* _DATA SHOWN_:
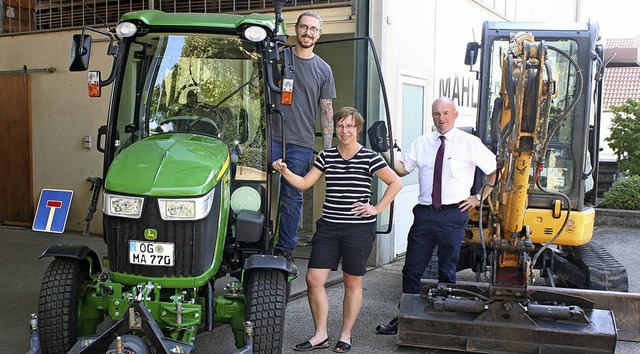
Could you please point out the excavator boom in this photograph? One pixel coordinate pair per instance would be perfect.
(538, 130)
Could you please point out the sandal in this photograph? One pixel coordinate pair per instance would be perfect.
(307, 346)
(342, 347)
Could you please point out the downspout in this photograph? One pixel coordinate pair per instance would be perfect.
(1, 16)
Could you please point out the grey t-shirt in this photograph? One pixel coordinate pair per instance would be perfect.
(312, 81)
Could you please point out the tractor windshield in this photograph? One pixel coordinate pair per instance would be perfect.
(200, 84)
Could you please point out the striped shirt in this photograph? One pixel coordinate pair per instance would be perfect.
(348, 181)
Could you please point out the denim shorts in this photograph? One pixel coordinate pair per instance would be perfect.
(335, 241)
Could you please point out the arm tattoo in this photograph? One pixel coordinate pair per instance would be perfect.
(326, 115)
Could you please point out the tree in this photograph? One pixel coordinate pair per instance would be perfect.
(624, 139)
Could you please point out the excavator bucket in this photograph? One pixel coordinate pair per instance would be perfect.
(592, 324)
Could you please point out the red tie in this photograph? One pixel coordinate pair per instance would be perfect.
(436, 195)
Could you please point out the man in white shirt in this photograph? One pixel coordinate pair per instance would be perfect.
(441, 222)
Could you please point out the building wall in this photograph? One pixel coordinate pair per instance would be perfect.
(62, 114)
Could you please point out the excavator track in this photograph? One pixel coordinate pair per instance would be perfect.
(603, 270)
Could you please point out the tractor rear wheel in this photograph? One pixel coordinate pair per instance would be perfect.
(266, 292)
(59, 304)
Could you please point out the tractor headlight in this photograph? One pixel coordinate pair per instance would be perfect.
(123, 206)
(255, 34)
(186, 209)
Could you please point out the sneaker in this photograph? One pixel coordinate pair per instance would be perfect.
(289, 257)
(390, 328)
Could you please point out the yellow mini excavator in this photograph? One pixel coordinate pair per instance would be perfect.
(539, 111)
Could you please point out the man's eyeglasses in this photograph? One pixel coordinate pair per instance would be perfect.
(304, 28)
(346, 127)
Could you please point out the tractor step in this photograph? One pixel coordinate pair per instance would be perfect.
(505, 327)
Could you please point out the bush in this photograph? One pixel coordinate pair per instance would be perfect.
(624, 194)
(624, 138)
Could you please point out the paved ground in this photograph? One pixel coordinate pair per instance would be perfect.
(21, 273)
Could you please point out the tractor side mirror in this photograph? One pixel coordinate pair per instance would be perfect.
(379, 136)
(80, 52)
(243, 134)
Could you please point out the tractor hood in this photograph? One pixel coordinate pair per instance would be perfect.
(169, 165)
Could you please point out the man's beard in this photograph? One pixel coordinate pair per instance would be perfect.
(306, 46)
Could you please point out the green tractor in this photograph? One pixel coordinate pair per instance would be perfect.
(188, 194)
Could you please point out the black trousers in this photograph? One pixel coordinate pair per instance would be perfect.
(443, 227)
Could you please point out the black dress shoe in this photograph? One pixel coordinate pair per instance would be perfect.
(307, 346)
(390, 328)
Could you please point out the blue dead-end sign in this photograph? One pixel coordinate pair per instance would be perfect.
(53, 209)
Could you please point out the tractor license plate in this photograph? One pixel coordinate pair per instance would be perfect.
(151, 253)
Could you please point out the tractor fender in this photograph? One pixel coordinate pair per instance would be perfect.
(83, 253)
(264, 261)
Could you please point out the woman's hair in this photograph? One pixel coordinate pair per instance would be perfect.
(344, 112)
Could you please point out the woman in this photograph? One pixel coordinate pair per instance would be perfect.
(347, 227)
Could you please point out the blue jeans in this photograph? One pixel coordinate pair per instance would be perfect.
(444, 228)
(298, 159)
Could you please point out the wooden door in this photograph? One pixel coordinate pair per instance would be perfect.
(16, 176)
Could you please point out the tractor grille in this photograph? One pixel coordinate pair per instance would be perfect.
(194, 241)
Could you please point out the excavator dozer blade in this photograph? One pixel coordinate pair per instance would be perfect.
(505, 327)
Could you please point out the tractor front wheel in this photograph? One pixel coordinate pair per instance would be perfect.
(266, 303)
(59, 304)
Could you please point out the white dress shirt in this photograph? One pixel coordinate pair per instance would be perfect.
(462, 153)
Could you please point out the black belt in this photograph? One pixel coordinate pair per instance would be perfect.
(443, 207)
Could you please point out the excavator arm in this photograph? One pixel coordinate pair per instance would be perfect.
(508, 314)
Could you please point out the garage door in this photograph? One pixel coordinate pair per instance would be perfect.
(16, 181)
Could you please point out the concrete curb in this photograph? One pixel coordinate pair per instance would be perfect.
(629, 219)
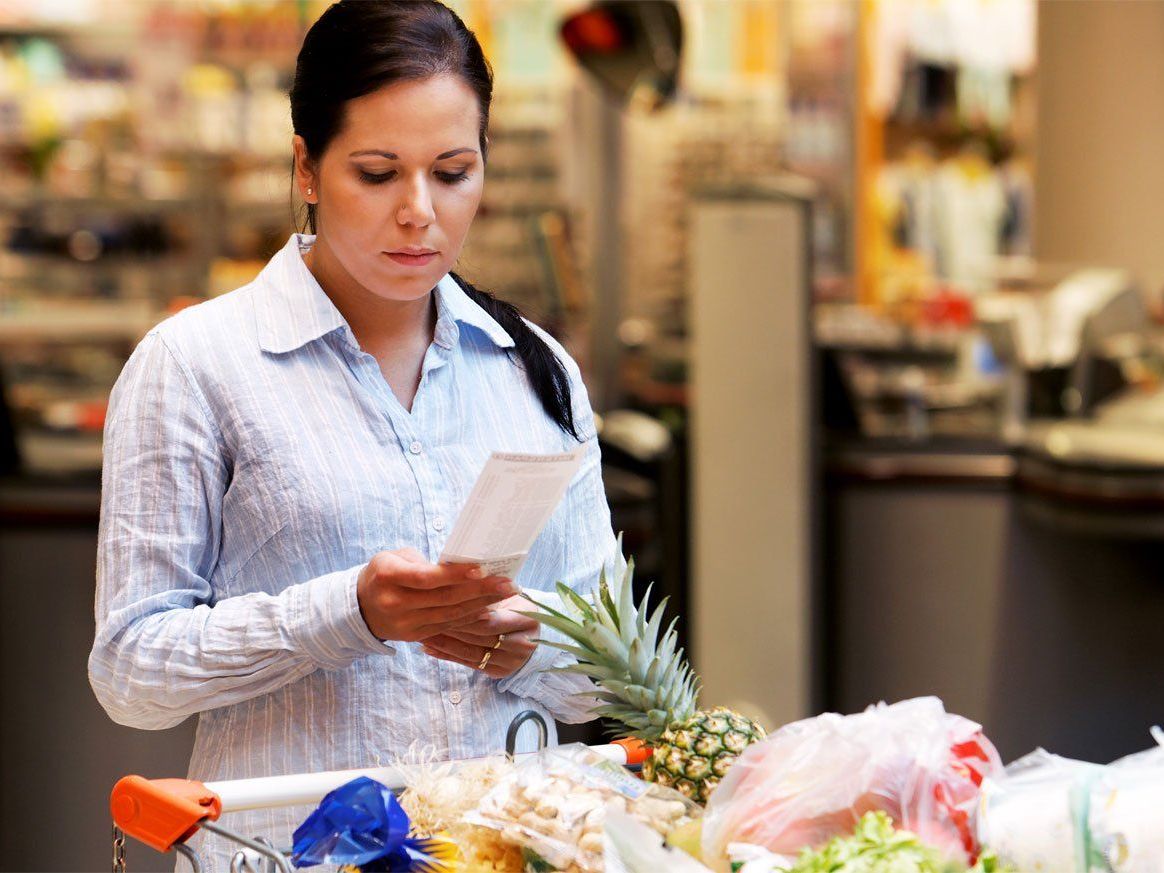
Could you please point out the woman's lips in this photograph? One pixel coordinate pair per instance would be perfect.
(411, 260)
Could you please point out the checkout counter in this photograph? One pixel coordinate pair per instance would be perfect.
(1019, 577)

* _WHAT YOU HAVE TO DO_: Each of the entries above must be copied exactly, but the pictures stay out.

* _ANSWER BELOW_:
Could you please point out the excavator boom in this photograph? One pixel coordinate pair per instance would be perfect.
(538, 130)
Could you please point out the sandal in this photograph? One pixel coordinate pair per instance would be perfect.
(307, 346)
(342, 347)
Could you please point out the downspout in this photograph? One pixel coordinate pair per instance would be perfect.
(1, 16)
Could you please point out the grey t-shirt in this photograph? One pixel coordinate pair per instance would be perfect.
(312, 81)
Could you please point out the tractor windshield in this photograph? One pixel coordinate pair per instance would be perfect.
(200, 84)
Could you please point out the striped shirt in this photograph? One pixel coordinate pair per instance would be perfect.
(348, 181)
Could you please point out the denim shorts in this photograph? One pixel coordinate pair per instance would be perfect.
(335, 241)
Could you please point out the arm tattoo in this photograph? One pixel coordinate pair per instance would be perfect.
(326, 115)
Could you please point out the tree in this photograph? One pixel coordinate pair per instance would be perfect.
(624, 139)
Could you please point out the excavator bucket in this photograph? One pixel coordinate pair per instance would be perfect.
(592, 324)
Could you please point out the red tie in this photograph? One pixel coordinate pair per instance would be perfect.
(436, 195)
Could you please point out the man in white shirt in this photograph? One pixel coordinate pair per instance would be perfect.
(441, 222)
Could you please point out the building wall in this photograph? One pixel coordinate pair per instance would be perfect.
(62, 114)
Could you please point out the excavator track in this photograph? One pixel coordinate pair per instance would be perfect.
(603, 270)
Could you please point out the tractor rear wheel in this photograph? One pixel coordinate pair per instance would be perfect.
(266, 292)
(59, 304)
Could you please point out the tractor headlight in this photograph? One pixel coordinate pair per instance would be perfect.
(123, 206)
(255, 34)
(186, 209)
Could you please point out the sneaker in this photograph? One pixel coordinate pair per instance would be perfect.
(289, 257)
(390, 328)
Could you please point out the yellow mini excavator in this photograph? One pixel coordinate pair per instance would be perfect.
(539, 111)
Could you please point out the man's eyeglasses in this photograph? One pixel coordinate pair per instance would be perfect.
(304, 28)
(346, 127)
Could you please point out the tractor step in this photograph? One pixel coordinate pair per instance would be perfect.
(505, 327)
Could you please point out the bush in this photograph? One pixel coordinate pair per instance would be perfect.
(624, 194)
(624, 138)
Could you please point out the paved ground in this photograph? One pixel coordinate pair per instance would be perfect.
(21, 273)
Could you please point out the tractor side mirror in this photograph? One pixel coordinate pair per instance would be perfect.
(379, 136)
(80, 52)
(243, 134)
Could you please point out the tractor hood in this photograph? One pixel coordinate pair per instance would be perfect.
(169, 165)
Could you please point out the man's beard in this photograph? One pixel coordinate pair per instance would be perfect.
(306, 46)
Could you please point out the green tractor in this photograph? One pixel coordinate pair per instance would be perfect.
(188, 194)
Could you please point out the black trousers in this photograph? One pixel coordinate pair per instance would be perfect.
(443, 227)
Could you please point out the black dress shoe in this photograph? One pixel coordinate pair per instance would be perfect.
(307, 346)
(390, 328)
Could you please point out the blue dead-end sign in this photograph? One pixel coordinate pair per instance would be perfect.
(53, 209)
Could you please point out the tractor license plate in this photograph? One pixel coordinate pair per instance would be perfect.
(151, 253)
Could you please point out the tractor fender in this photograph? One pixel coordinate pair per instance would be perfect.
(83, 253)
(264, 261)
Could you please point out the woman's hair in this photograph? One pixel coordinate pair per instance would be perfect.
(344, 112)
Could you please point out the woman in this photograph? One pixel coordinate pair per instance would be perfect.
(347, 227)
Could you please point out the blue jeans in this photograph? One pixel coordinate pair per instance would be perfect.
(444, 228)
(298, 159)
Could you please point out the wooden door in this photograph? One pixel coordinate pair per instance would be perfect.
(16, 176)
Could you please point out the tractor grille in this photograph? One pixel coordinate pair per instance would be perfect.
(194, 241)
Could you please point out the excavator dozer blade in this photograph? One pixel coordinate pair per instance would be perfect.
(505, 327)
Could you please point out the tractor front wheel in this photograph? One pixel coordinate pair per instance would be perfect.
(266, 303)
(59, 304)
Could you please point out the white dress shirt in this photograph? One pixel coordinate pair per instance would be perfect.
(462, 153)
Could you please point out the black belt in this photograph? One pixel coordinate pair per instance would be perfect.
(443, 207)
Could you please point out the excavator arm in this photograph? One pixel coordinate pair per instance would be perfect.
(508, 314)
Could you please point out the garage door in this photograph? One pixel coordinate pair per instance would be perfect.
(16, 181)
Could you please point out the concrete curb in this photograph? One pixel coordinate pair per instance would be perfect.
(629, 219)
Could you please point out the woman's lips in this photograph? One pixel coordinate pair per instance would be perfect.
(411, 260)
Could you please point out the checkout counter in this photograph? One pixel coordinate pair per instance would be perfect.
(1019, 577)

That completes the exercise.